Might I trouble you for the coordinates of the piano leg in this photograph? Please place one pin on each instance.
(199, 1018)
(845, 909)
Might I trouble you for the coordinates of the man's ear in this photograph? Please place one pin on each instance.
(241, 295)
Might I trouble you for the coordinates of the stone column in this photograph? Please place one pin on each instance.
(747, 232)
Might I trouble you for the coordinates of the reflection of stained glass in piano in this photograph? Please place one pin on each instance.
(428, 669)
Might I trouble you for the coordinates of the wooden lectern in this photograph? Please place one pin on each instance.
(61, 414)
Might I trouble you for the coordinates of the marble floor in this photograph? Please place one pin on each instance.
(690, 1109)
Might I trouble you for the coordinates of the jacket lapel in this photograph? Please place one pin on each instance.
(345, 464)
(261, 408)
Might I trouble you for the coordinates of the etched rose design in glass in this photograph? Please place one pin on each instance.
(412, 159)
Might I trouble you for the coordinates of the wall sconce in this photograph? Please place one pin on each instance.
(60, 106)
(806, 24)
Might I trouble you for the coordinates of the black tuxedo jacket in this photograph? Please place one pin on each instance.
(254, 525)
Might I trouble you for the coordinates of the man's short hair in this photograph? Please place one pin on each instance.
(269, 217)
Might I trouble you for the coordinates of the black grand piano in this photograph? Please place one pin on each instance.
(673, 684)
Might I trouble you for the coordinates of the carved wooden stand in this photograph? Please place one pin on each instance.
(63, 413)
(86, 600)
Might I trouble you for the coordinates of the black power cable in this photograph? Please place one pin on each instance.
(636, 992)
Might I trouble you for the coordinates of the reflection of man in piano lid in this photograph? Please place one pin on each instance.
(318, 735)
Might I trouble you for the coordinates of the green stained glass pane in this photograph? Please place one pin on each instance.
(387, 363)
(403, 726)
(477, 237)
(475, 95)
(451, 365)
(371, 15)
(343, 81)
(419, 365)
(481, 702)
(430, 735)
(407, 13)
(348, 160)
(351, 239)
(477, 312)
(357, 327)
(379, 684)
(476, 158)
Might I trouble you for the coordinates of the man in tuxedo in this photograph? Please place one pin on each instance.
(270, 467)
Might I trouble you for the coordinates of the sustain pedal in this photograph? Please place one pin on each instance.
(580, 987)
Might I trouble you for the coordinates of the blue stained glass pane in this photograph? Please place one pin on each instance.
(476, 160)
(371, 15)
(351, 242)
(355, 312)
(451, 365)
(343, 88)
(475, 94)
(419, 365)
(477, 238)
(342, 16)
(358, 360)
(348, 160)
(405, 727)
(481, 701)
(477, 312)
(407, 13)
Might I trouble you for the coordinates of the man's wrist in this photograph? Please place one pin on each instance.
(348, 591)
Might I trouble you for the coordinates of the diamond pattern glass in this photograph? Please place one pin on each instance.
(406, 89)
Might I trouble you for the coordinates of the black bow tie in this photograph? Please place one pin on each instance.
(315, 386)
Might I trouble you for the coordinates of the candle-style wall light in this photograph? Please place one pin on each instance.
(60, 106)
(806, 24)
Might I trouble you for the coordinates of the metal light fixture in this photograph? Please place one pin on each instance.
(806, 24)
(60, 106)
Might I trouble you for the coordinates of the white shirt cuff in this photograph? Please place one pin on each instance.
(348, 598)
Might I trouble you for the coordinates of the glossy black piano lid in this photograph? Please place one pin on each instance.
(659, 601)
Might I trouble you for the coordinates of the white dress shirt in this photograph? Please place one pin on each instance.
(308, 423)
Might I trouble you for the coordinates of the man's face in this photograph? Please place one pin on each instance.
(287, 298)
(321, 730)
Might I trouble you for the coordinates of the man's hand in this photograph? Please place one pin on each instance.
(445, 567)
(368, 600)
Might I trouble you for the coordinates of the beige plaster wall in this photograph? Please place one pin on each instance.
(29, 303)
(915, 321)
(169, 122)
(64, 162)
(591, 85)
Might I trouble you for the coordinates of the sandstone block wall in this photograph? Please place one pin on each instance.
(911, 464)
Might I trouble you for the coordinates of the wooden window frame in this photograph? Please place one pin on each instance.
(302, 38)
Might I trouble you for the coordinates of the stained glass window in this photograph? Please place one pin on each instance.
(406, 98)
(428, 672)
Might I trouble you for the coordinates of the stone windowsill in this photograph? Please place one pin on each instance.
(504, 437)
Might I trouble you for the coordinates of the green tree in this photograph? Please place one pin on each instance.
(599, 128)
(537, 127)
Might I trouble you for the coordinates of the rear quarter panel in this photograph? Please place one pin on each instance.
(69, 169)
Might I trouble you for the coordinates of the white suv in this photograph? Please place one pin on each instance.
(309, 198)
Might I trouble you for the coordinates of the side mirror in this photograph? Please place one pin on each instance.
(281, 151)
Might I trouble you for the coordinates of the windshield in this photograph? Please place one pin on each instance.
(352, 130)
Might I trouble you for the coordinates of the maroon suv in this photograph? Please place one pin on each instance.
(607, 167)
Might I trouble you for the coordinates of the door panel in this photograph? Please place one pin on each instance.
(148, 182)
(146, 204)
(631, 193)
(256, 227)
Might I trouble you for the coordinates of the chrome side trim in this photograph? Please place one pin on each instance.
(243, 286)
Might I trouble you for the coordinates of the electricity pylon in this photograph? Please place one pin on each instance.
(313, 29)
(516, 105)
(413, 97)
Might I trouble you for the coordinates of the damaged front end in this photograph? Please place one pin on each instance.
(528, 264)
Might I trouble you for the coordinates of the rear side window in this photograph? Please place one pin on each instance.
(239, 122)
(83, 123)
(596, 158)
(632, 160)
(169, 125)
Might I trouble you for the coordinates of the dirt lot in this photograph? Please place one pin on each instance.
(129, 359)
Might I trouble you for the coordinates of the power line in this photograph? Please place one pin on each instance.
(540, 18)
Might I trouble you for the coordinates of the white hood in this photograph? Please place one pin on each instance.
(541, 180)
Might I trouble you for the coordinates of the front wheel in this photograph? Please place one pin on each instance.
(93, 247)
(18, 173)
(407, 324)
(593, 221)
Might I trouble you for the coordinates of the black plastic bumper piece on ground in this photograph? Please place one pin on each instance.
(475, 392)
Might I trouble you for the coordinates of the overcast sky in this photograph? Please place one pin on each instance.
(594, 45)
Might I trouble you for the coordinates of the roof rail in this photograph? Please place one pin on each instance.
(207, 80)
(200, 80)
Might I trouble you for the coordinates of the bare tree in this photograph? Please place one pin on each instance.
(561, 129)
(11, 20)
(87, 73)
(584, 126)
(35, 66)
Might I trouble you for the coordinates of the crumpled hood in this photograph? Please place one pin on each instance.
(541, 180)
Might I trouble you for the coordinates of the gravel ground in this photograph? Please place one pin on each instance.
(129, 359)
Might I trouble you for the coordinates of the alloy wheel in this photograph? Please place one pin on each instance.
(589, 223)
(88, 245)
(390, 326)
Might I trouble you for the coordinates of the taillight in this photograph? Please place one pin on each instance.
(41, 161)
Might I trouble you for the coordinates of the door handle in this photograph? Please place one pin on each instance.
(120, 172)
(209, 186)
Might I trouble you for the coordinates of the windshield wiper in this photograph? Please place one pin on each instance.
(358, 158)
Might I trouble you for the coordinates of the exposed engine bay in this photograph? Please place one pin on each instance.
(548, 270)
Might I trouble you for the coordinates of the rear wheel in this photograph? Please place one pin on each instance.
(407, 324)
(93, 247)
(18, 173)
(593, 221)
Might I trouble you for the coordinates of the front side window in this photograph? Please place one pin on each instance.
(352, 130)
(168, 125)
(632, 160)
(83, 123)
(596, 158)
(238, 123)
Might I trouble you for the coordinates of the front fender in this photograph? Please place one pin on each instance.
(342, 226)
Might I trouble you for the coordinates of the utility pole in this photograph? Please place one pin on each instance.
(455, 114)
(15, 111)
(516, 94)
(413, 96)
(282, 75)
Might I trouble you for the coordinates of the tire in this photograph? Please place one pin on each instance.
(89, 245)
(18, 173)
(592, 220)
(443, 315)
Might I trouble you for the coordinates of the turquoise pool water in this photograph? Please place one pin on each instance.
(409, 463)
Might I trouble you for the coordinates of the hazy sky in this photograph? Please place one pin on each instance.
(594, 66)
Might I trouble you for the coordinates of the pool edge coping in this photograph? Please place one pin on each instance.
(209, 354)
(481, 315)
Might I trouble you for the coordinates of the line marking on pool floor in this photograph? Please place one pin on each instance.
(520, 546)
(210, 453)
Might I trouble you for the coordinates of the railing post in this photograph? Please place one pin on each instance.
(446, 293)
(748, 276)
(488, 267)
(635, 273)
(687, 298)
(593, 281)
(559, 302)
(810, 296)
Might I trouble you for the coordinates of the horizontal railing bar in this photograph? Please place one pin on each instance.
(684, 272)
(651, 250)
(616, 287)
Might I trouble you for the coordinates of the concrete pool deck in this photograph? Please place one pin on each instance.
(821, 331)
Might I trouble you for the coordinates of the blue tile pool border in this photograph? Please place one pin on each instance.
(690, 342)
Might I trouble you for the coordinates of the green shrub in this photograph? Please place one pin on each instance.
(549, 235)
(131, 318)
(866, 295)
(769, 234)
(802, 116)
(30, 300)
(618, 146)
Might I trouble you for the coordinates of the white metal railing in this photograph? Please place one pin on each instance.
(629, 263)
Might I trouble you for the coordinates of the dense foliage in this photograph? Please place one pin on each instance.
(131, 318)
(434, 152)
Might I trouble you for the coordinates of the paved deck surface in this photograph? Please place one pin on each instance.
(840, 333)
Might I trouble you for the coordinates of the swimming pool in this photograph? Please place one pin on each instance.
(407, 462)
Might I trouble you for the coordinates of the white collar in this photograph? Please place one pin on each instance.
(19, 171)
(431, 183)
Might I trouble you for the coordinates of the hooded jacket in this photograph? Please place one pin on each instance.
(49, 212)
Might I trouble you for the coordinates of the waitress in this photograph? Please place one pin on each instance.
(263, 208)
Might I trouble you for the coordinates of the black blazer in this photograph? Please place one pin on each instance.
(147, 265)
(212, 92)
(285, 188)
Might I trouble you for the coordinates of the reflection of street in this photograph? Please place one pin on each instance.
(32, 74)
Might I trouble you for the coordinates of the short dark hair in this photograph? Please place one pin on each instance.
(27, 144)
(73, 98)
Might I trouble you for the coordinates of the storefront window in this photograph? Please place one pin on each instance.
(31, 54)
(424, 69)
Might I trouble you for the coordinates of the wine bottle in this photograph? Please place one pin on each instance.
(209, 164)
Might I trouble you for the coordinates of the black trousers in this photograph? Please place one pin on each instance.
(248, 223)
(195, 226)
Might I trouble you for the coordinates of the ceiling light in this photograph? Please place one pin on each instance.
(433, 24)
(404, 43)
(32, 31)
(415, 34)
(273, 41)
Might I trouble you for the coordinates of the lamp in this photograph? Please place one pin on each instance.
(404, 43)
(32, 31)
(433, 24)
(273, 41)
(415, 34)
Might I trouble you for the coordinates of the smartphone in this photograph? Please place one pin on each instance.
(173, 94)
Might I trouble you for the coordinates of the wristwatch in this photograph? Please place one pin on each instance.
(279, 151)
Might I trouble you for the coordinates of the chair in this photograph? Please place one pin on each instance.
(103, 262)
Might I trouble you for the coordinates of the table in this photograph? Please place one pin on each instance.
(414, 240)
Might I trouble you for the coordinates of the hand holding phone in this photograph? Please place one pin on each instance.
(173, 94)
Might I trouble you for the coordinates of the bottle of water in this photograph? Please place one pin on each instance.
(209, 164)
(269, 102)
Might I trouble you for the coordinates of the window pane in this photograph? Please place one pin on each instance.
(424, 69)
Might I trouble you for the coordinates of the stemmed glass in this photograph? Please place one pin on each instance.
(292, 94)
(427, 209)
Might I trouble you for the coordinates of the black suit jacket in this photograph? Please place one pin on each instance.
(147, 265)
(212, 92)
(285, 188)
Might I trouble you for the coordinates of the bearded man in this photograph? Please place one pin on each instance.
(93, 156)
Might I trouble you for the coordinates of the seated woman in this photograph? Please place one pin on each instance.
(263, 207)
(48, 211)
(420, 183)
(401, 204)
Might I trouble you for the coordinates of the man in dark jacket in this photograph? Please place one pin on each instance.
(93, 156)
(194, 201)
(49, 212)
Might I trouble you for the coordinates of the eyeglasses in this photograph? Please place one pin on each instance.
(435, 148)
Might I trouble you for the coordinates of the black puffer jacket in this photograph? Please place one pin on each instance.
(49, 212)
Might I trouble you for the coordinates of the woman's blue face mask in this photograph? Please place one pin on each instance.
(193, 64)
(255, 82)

**Exercise description**
Find the line containing "Might I trouble you for the coordinates of the table", then output it and every line after it to the end of the data, exactly.

**Answer to the task**
Might I trouble you for the coordinates of the table in this photograph? Please place one pin on each instance.
(414, 240)
Might I trouble you for the coordinates of the hand holding phone in this photograph? Please place one pin on each instance.
(173, 94)
Might I trouble you for the coordinates of the bottle of water in this photograph? Please place one pin on each instance.
(209, 164)
(269, 102)
Might I trouble you for the coordinates of the window pane in this photograph? Please place one pin on each instance.
(424, 69)
Might I trouble you for the coordinates of the stemmed glass in this photograph? Please place one pin on each instance.
(292, 94)
(427, 209)
Might I trouble you for the coordinates of the black suit jacket in this photograph? Please place one pin on each instance.
(147, 265)
(212, 92)
(285, 188)
Might I trouble you for the coordinates of the bearded man in this photograph? Please place one pin on each instance.
(93, 156)
Might I trouble you for the coordinates of the seated woman in this photograph? Please place one pin on each instance.
(263, 207)
(48, 211)
(420, 183)
(401, 204)
Might I trouble you for the coordinates of the man in dark jacket in this photograph? Please place one pin on each instance.
(93, 156)
(194, 201)
(49, 212)
Might I trouble you for the coordinates of the eyeglasses in this photograph? Please place one pin on each instance.
(435, 148)
Might I trouble you for the coordinates of the black puffer jacket in this photograph? Please place one pin on each instance.
(49, 212)
Might I trouble you for the coordinates of the woman's blue face mask in this photograph? Please place one pin on each instance.
(193, 64)
(255, 82)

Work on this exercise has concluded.